» **DATA PROVIDED**
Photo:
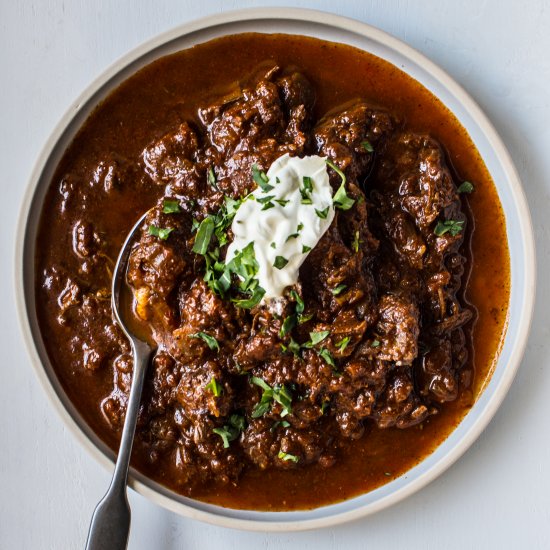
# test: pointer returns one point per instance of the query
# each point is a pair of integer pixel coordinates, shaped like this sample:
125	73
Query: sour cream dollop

» **THE EXERCISE**
Copy every line of the entries above that contains the string "point", treating uppercase and lowercase as different.

» **SOLUTION FOR THIS EXERCISE**
# test: pointer returns one point per instance of the query
# each point is a pair of integer pixel coordinates, shaped like this sample:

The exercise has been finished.